__DOCUMENT TEXT__:
[Start of section]
Despite the encoded pain in the music and the sometimes quite obvious intention signalled by the lyrics, the exuberant performances and even the very familiarity of these songs partially submerge the message. Because they are so familiar, or at least of such a familiar type, we, including Nina, perhaps do not pay as much attention to the lyrics as to the musical interpretation. When Jamie feels Nina is ready to listen, he dispenses with music; he recites a poem that he has learned in Spanish (he had been having Spanish lessons while he was in limbo). It is Pablo Neruda’s ‘The Dead Woman’.

      If you, my love, my beloved, if you have died
      The rain will fall on my soul, all day, all night.
      All the leaves will fall on my breast and
      My feet will want to march to where you are sleeping
      But I will go on living.
10

Against the wishes of her heart, Nina understands that she must let Jamie go and ‘go on living.’

Even while Nina is bashing out ‘Sun Ain’t Gonna Shine Anymore’ on the piano, a book with the name Bach in large letters is clearly visible on the music stand. It is a signal, if one were needed, that Bach’s music is a central part of Nina’s life – later, in her personality sketch of herself to Mark, she will declare her love of Bach as one of her defining qualities. While her relationship with Mark, the art therapist, is played out between and behind and through the visual symbol of the glass walls imposed by Jamie’s death, Nina’s relationship with Jamie, the musician, is traced through the music of J.S. Bach.
[End of section]
__LISTED ENTRIES__:
[Start of section]
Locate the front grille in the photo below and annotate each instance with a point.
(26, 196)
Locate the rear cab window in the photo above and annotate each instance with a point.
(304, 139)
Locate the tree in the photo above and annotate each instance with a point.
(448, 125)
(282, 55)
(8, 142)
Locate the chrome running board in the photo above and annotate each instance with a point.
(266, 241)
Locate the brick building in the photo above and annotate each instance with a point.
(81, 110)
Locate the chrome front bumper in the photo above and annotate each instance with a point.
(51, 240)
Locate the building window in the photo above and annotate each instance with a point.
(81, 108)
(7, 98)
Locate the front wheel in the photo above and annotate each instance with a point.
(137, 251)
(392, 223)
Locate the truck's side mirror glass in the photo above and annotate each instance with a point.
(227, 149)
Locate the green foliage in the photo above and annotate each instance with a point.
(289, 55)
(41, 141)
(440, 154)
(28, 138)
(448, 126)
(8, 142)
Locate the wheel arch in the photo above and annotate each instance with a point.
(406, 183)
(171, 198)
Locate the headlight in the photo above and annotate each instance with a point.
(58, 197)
[End of section]
__TASK DESCRIPTION__:
Write out the passage about Nina's music word for word, from "Even while Nina" to "of J.S. Bach.". The material has no connection to the passage about Nina's music.

__ANSWER AREA__:
Even while Nina is bashing out ‘Sun Ain’t Gonna Shine Anymore’ on the piano, a book with the name Bach in large letters is clearly visible on the music stand. It is a signal, if one were needed, that Bach’s music is a central part of Nina’s life – later, in her personality sketch of herself to Mark, she will declare her love of Bach as one of her defining qualities. While her relationship with Mark, the art therapist, is played out between and behind and through the visual symbol of the glass walls imposed by Jamie’s death, Nina’s relationship with Jamie, the musician, is traced through the music of J.S. Bach.